══ Data for this exercise

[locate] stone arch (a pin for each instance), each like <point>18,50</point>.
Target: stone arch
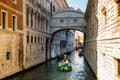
<point>68,18</point>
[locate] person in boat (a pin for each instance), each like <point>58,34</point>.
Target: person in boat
<point>66,60</point>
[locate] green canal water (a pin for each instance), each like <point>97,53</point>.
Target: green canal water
<point>48,71</point>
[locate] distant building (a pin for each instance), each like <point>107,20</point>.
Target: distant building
<point>11,37</point>
<point>102,38</point>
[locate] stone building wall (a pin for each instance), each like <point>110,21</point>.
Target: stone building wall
<point>107,41</point>
<point>10,53</point>
<point>37,29</point>
<point>11,37</point>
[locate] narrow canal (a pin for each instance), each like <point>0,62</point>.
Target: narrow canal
<point>48,71</point>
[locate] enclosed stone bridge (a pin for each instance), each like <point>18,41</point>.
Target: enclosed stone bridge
<point>68,18</point>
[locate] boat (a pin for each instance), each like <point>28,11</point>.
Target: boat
<point>64,65</point>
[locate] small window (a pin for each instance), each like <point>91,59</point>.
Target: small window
<point>31,39</point>
<point>14,1</point>
<point>118,62</point>
<point>14,22</point>
<point>4,20</point>
<point>61,21</point>
<point>8,56</point>
<point>35,39</point>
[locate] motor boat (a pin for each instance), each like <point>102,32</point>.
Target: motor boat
<point>64,65</point>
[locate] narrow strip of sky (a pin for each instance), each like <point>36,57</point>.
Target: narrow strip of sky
<point>78,4</point>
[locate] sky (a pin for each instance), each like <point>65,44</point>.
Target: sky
<point>78,4</point>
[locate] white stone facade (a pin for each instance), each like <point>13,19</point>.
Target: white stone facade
<point>37,34</point>
<point>102,42</point>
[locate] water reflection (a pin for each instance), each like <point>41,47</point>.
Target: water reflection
<point>48,71</point>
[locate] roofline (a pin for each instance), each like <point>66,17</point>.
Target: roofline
<point>66,4</point>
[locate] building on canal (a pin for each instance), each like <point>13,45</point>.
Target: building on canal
<point>102,40</point>
<point>11,37</point>
<point>37,29</point>
<point>62,42</point>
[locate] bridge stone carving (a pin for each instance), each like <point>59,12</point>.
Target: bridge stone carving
<point>68,18</point>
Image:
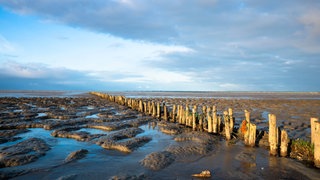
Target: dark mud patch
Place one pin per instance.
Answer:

════

What you are asked to do
What is needed is an exact repetition of every entry, without the pictures.

The answer
[locate] stone arch (a pin for each instance), each like <point>18,50</point>.
Target: stone arch
<point>68,18</point>
[locate] person in boat (a pin for each instance), each like <point>58,34</point>.
Target: person in boat
<point>66,60</point>
[locate] green canal water (a pin for each instance), each like <point>97,53</point>.
Target: green canal water
<point>48,71</point>
[locate] distant building (a pin for each instance), each like <point>107,20</point>.
Target: distant building
<point>11,37</point>
<point>102,38</point>
[locate] stone building wall (a pin for each instance), each like <point>110,21</point>.
Target: stone building wall
<point>107,41</point>
<point>10,53</point>
<point>37,29</point>
<point>11,37</point>
[locate] narrow canal (a pin for each instance), each like <point>0,62</point>.
Target: narrow canal
<point>48,71</point>
[locate] enclosed stone bridge (a pin for each instance), each like <point>18,41</point>.
Target: enclosed stone bridge
<point>68,18</point>
[locate] boat (a pin for each instance), each like <point>28,11</point>.
Target: boat
<point>64,65</point>
[locate] small window (a pin for each instance), each like <point>91,59</point>.
Target: small window
<point>31,39</point>
<point>14,1</point>
<point>118,62</point>
<point>14,22</point>
<point>4,20</point>
<point>61,21</point>
<point>8,56</point>
<point>35,39</point>
[locate] motor boat (a pin for each instance), each like <point>102,32</point>.
Target: motor boat
<point>64,65</point>
[locate] narrow strip of sky (a pin for each instance), each like <point>36,57</point>.
Target: narrow strip of sky
<point>78,4</point>
[locate] sky (a pin for each instance), each like <point>65,44</point>.
Target: sky
<point>78,4</point>
[locate] white stone facade (a pin for each instance), each like <point>13,19</point>.
Target: white stone facade
<point>37,34</point>
<point>102,42</point>
[locate] water reflection (a pin for each instance), each like <point>41,47</point>.
Target: water reflection
<point>48,71</point>
[locate] roofline (a pin for each instance), each like <point>66,17</point>.
Target: roofline
<point>66,4</point>
[locate] building on canal (a pin for each instance), each like <point>13,45</point>.
Target: building on canal
<point>102,40</point>
<point>11,37</point>
<point>37,29</point>
<point>62,42</point>
[locate] bridge stone carving (a pin for each instance), each like <point>59,12</point>.
Target: bridge stone carving
<point>68,18</point>
Image:
Target: dark mud patch
Place one pin per instance.
Answer:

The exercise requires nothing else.